> 以下の課題:
a - 尺八を吹きながら夜道を歩く日記の本文のうち、「そこで私は犬達の前に腰を下ろ」から「にその場から立ち去りました.」までを一字一句違えずに書き写せ。
b - 尺八を吹きながら夜道を歩く日記を、本文の最後の文に続けて書き継げ。

> 本文:
┌────────

無孔笛庵 駄文書院 に戻る

夜の尺八行脚日記

(これはフィクションではなく,実際の記録です)

 尺八を始めて半年が経ちましたが,練習する場所と時間には難儀しています.自宅でも職場でも,なかなかチャンスがありません.おかげで尺八修行は,なかなか進みません.

 ところで,5月の連休も終わり,よい季節になって来ました.そこで,職場からの帰り道,わざわざ遠回りして,車が轟音を立てて疾駆する国道沿いを歩いて帰ることにしました――尺八を吹きながら.

 途中,滅多に人には行き合いませんから,気ままに大きい音が出せます.特に甲音(高いオクターブの音)の練習にはもってこいです.

 さて,先日の夜のこと.暗い道で,猫に行き合いました.猫は急いで逃げる体勢をとります.その猫に向かって尺八を構えると,猫は駆けだしかけたのですが,音が出始めると,キョトンとした顔をこちらに向けたまま,動かなくなりました.彼(彼女)にとってまったく予想外のことだったのでしょう.

 聴衆(たった1匹の)ができた私は,調子にのって,覚束ない「瀧落」を吹きはじめました.

 しばらく猫はあっけにとられて聞いていましたが,やがて「ヤレヤレ呆れた」とでも言いたそうな顔つきで,草むらの向こうに去っていってしまったのでした.

 猫にまで呆れられたのではちと悲しい.雨さえ降らなければ,これから毎日帰り道は,修行の時間にしようと思います.次にあの猫に会うまでには,少しはうまくなりたいものです.

1999.5.12

 猫との遭遇から何日かしたある夜,国道から逸れて,裏街道のそのまた裏の路地に入っていった時のことです.ある家の前に犬舎があり,大きな犬が2頭います.犬達は,私を怪しんで,低い威嚇の唸り声をあげています.

 そこで私は犬達の前に腰を下ろし,尺八を吹き始めました(夜の民家の前なので,できるだけ小さい音で).犬達の低い唸り声はしばらく続きましたが,じきに静かになり,腹ばいになって頭は地面に投げ出して目を閉じて,動かなくなってしまいました.

 「調子」を1曲終わって犬舎の前を離れようとすると,犬達は突然ワンワンと咆えはじめました.犬達のアンコールかとも思ったのですが,家の人でも出てきたらやっかいなので,私は小走りにその場から立ち去りました.

 ところであの犬達,どんなつもりで聞いていたのでしょう.てっきり心酔して聞いているものとその時は思ったのですが,後で考えると,鎖に繋がれてどうせ逃げられぬ身,観念して,せめて目だけは閉ざして,じっと耐えていたのでしょうか.

1999.5.21

 5月も下旬になりましたが,今ごろになって,勤務先の新入職員歓迎会がありました.会場は,いつも尺八を吹きながら歩く国道沿いの大きな中華料理店です.

└────────

> データセット部分:

┌────────

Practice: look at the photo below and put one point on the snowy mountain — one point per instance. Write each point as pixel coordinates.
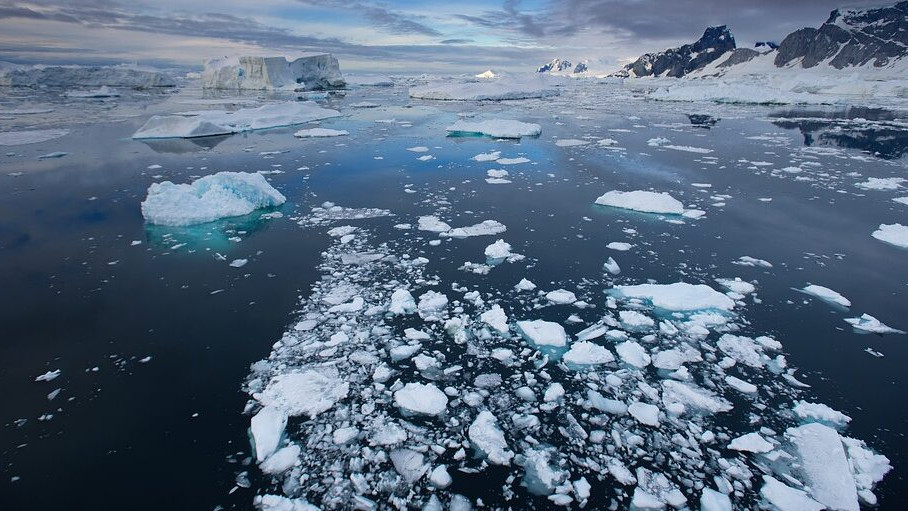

└────────

> 期待される結果:
a -
そこで私は犬達の前に腰を下ろし,尺八を吹き始めました(夜の民家の前なので,できるだけ小さい音で).犬達の低い唸り声はしばらく続きましたが,じきに静かになり,腹ばいになって頭は地面に投げ出して目を閉じて,動かなくなってしまいました.

 「調子」を1曲終わって犬舎の前を離れようとすると,犬達は突然ワンワンと咆えはじめました.犬達のアンコールかとも思ったのですが,家の人でも出てきたらやっかいなので,私は小走りにその場から立ち去りました.

b -
 尺八を持ったまま出席したので,1曲吹くはめになりました.床に正座して「瀧落」をダイジェスト版で吹きましたが,隣の部屋のカラオケなどで,ほとんど聞こえなかったようです.こういう席では金輪際,吹かないことにしようと思いますが,それでももし吹くなら,今日吹いたような長管ではなくて,1尺6寸管くらいにした方が音は通りそうです.

 それはさておき,宴終了後,皆は会場の用意したバスで駅に向かいましたが,私は,いつもの通り,吹きながら歩き始めました.すると,後ろから早足で追いかけてくる人がいる.バスに乗り遅れた酔っ払いの同僚だろうと思って知らん顔で歩いていると,ま後ろまで来て私を呼び止めます.振り向くと,見知らぬ中年男性が,手を合わせて「お名前は?」.冗談と思い,合掌して「単なる虚無僧の見習です」と答えると,男はますます真剣な顔つきで,「で,お名前は?」と繰り返す.しかたがないので名を名乗ると,「人違いでした」と合掌して頭をさげて,戻っていきました.

 一体,なんだったのでしょう.もしや,仇と間違えられたのでは ....... いずれにせよ,人間が私を,虚無僧もどきと思ってくれたのは,確かなようです.

1999.5.22

 いつもダンプの爆走する国道沿いばかりではつまらないので,国道を外れて,裏街道を歩くことが多くなってきました.そこここに,地蔵堂や石塔などがあります.そんなものを見つける毎に,尺八を吹きます.ついに,仏様を聴衆にしてしまいました.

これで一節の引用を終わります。